Reproduce the records that follow exactly as they are written.

[[ INFORMATION SUPPLIED open ]]

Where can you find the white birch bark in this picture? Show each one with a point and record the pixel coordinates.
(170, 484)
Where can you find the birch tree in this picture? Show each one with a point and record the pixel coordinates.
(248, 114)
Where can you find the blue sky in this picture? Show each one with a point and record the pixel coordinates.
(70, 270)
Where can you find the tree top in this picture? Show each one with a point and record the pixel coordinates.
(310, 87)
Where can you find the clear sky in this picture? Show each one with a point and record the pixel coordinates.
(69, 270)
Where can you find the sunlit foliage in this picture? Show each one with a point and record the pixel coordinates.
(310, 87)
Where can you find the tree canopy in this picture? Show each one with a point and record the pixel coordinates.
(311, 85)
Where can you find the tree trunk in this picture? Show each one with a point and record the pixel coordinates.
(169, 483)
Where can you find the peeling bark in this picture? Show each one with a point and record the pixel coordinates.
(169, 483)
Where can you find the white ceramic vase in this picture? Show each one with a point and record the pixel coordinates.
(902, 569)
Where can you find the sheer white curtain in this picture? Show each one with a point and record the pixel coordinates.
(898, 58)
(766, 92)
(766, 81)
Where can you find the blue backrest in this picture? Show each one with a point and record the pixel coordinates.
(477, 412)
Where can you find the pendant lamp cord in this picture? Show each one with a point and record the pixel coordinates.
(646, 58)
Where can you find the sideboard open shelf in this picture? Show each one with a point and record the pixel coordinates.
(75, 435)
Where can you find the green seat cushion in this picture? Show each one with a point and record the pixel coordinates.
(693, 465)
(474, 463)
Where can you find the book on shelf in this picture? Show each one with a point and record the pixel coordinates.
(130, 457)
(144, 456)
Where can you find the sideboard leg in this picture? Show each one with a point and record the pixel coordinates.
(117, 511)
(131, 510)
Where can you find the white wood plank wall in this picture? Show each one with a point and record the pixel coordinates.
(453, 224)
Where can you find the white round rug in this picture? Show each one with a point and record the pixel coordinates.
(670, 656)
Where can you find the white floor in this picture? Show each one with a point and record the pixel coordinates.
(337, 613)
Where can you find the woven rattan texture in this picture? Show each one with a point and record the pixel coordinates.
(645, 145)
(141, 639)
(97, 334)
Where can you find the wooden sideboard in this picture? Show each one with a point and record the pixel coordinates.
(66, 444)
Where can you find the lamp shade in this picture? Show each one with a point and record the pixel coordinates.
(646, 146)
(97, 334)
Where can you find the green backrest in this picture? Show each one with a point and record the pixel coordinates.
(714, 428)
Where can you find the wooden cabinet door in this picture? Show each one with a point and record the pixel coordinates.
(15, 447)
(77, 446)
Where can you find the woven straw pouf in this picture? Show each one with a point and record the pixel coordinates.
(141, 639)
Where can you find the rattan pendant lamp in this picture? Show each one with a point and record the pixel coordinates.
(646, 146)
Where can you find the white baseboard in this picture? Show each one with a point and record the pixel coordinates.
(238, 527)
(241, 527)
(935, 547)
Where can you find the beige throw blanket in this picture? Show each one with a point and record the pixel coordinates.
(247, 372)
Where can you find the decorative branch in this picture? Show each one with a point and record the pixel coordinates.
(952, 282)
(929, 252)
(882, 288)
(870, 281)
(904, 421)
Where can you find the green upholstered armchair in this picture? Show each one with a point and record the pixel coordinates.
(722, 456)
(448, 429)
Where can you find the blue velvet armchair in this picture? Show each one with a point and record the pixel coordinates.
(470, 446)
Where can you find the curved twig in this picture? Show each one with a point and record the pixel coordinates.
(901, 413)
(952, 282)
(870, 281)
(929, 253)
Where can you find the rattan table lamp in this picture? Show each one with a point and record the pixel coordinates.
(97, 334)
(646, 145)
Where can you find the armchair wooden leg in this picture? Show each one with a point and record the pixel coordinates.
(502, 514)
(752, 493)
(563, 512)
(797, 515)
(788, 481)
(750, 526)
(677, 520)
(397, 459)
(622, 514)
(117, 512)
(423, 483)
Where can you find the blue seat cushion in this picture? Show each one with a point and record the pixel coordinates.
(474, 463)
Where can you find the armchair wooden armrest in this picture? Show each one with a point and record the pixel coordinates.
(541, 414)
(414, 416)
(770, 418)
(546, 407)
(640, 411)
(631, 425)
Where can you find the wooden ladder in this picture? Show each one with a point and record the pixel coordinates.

[[ INFORMATION SUPPLIED closed ]]

> [WRITTEN ANSWER]
Where can you find the white birch bark in this picture? Show each one with a point and record the pixel coordinates.
(170, 484)
Where can you find the birch tree in this picture? Show each one with a point and record the pixel coordinates.
(248, 114)
Where can you find the blue sky in this picture? Show each one with a point and record the pixel coordinates.
(70, 270)
Where can you find the tree top in this picture? Show each one with a point and record the pixel coordinates.
(310, 87)
Where can you find the clear sky in this picture? Show each one with a point and record the pixel coordinates.
(69, 270)
Where can you find the sunlit foliage in this picture? Show each one with a point and record the pixel coordinates.
(310, 87)
Where can you find the tree canopy in this picture? Show each one with a point and record the pixel coordinates.
(311, 85)
Where can you find the tree trunk in this picture? Show each one with a point and record the pixel coordinates.
(169, 483)
Where can you find the peeling bark in this picture? Show each one with a point and record the pixel coordinates.
(169, 483)
Where can you find the white ceramic vase in this picture? Show each one with a point and record the pixel coordinates.
(902, 569)
Where can you find the sheer white curtain in this picture? Show each one with a point and record the pixel coordinates.
(898, 58)
(766, 92)
(766, 81)
Where can you find the blue backrest in this picture? Show each one with a point and record the pixel coordinates.
(477, 412)
Where can you find the pendant lamp cord in this picture? Show each one with a point and record the pixel coordinates.
(646, 58)
Where can you find the sideboard open shelf in this picture? Show each one with a point and record the pixel coordinates.
(75, 435)
Where can you find the green seat cushion in this picture? Show each one with a point and record the pixel coordinates.
(693, 465)
(474, 463)
Where can you find the book on shelf in this picture? Show each one with a point and record the pixel coordinates.
(130, 457)
(144, 456)
Where can you find the sideboard leg in this picture? Show each one with a point and record the pixel coordinates.
(117, 511)
(131, 510)
Where can you find the white wood plank wall in this picture? Show each one with a point and record the pixel coordinates.
(453, 224)
Where can you find the white round rug in this picture? Show each one with a point and record the pixel coordinates.
(670, 656)
Where can you find the white floor in this picture? Show each one with a point and record the pixel coordinates.
(337, 613)
Where can you find the woven rattan texture in this picture? Show each one with a point and record the pixel coordinates.
(645, 145)
(141, 639)
(97, 334)
Where can you find the wooden sideboard in this picture? Show each one with a point and record the pixel coordinates.
(66, 444)
Where can you find the lamp shade in this picture? Show each one with a point and record the pixel coordinates.
(646, 146)
(97, 334)
Where can you find the green backrest in this picture? Show each one with a point and record the pixel coordinates.
(714, 428)
Where can you find the wooden cabinet door in this picture? Show each one with a point and record the pixel coordinates.
(15, 447)
(77, 446)
Where can you find the woven straw pouf in this picture? Show each one with a point and record the pixel coordinates.
(141, 639)
Where can you find the rattan pendant lamp in this picture? Show each one with a point and record the pixel coordinates.
(646, 146)
Where can you find the white baseboard in this picture? Show each one with a point and record the pixel coordinates.
(238, 527)
(241, 527)
(935, 547)
Where can you find the beige throw blanket in this picture? Show each one with a point and record the pixel coordinates.
(247, 372)
Where can you find the decorative branch in this picture? Show each one with a point and record the pixel coordinates.
(952, 282)
(929, 252)
(882, 288)
(870, 281)
(904, 421)
Where can you find the green upholstered armchair in this picture? Show each one with a point and record the pixel coordinates.
(722, 456)
(448, 429)
Where can you find the blue velvet armchair in this picture? Show each one with a point and record the pixel coordinates.
(470, 446)
Where can you find the curved twig in this picture? Show each one with a point and record the pixel coordinates.
(901, 413)
(952, 282)
(870, 281)
(929, 253)
Where can you find the rattan table lamp in this picture? Show each one with a point and record the pixel coordinates.
(97, 334)
(646, 145)
Where can you find the armchair wooden leg in this picture? Show each one with a point and record the pixel coordinates.
(502, 514)
(752, 493)
(563, 512)
(797, 515)
(788, 481)
(750, 526)
(677, 520)
(397, 459)
(622, 514)
(117, 512)
(423, 483)
Where can you find the blue seat cushion in this picture? Show each one with a point and record the pixel coordinates.
(474, 463)
Where can you find the armchair wooden armrest in this picture? Show each one with a point and record the pixel coordinates.
(541, 414)
(414, 416)
(770, 418)
(546, 407)
(640, 411)
(631, 425)
Where can you find the wooden ladder in this picture? Show each one with a point and record the pixel coordinates.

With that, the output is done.